● TASK: Rewrite the material as a two-column CSV with the header input,output, starting at the beginning and stopping after the line that contains "[[695, 557], [733, 665], [339, 211], [420, 663]]". Place the text in input and the point list that follows it in output, each as one quoted field with line breaks turned into spaces.

● Source data:
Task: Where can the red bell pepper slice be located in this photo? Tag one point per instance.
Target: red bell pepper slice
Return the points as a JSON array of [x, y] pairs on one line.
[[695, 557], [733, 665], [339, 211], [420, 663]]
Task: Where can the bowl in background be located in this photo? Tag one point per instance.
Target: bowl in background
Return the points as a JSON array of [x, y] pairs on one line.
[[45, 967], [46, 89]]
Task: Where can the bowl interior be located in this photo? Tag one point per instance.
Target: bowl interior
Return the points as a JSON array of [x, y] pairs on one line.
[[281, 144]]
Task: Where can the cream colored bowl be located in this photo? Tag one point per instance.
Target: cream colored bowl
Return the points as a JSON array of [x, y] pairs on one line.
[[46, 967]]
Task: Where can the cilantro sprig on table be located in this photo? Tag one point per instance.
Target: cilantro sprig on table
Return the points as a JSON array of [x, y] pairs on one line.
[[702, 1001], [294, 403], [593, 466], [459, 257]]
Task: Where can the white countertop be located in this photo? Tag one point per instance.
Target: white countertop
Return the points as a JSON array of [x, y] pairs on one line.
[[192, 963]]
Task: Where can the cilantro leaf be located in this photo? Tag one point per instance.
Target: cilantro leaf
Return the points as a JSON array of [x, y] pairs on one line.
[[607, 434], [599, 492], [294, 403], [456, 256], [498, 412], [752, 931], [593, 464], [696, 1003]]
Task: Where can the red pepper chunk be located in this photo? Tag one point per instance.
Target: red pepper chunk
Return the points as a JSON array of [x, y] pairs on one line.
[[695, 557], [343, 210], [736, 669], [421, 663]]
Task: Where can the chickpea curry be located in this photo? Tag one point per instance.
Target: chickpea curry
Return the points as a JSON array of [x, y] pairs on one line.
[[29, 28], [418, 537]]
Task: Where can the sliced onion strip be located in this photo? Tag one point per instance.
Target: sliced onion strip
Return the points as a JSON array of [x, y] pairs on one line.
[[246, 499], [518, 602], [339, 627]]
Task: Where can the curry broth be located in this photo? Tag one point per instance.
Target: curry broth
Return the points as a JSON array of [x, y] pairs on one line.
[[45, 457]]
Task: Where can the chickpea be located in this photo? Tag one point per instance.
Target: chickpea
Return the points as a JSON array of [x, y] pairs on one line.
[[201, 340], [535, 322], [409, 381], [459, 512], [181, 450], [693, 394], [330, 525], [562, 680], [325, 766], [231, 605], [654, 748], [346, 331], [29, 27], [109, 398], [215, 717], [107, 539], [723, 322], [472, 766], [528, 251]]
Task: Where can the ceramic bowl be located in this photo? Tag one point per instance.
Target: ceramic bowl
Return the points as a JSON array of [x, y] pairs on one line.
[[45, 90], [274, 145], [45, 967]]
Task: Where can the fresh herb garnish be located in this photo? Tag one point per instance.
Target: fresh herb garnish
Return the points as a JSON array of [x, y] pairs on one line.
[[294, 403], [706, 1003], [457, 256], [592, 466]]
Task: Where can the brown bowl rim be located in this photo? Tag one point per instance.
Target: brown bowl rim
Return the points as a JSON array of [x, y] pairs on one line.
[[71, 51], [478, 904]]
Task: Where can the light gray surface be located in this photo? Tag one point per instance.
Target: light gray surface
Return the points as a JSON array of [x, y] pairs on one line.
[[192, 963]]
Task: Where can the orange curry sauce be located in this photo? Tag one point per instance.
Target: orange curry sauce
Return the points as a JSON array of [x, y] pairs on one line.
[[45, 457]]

● THE REPLY:
input,output
"Task: Where can the red bell pepper slice be located in this photo? Tag one point per instance. Target: red bell pepper slice Return the points as a JSON array of [x, y] pairs on one line.","[[695, 557], [733, 665], [339, 211], [420, 663]]"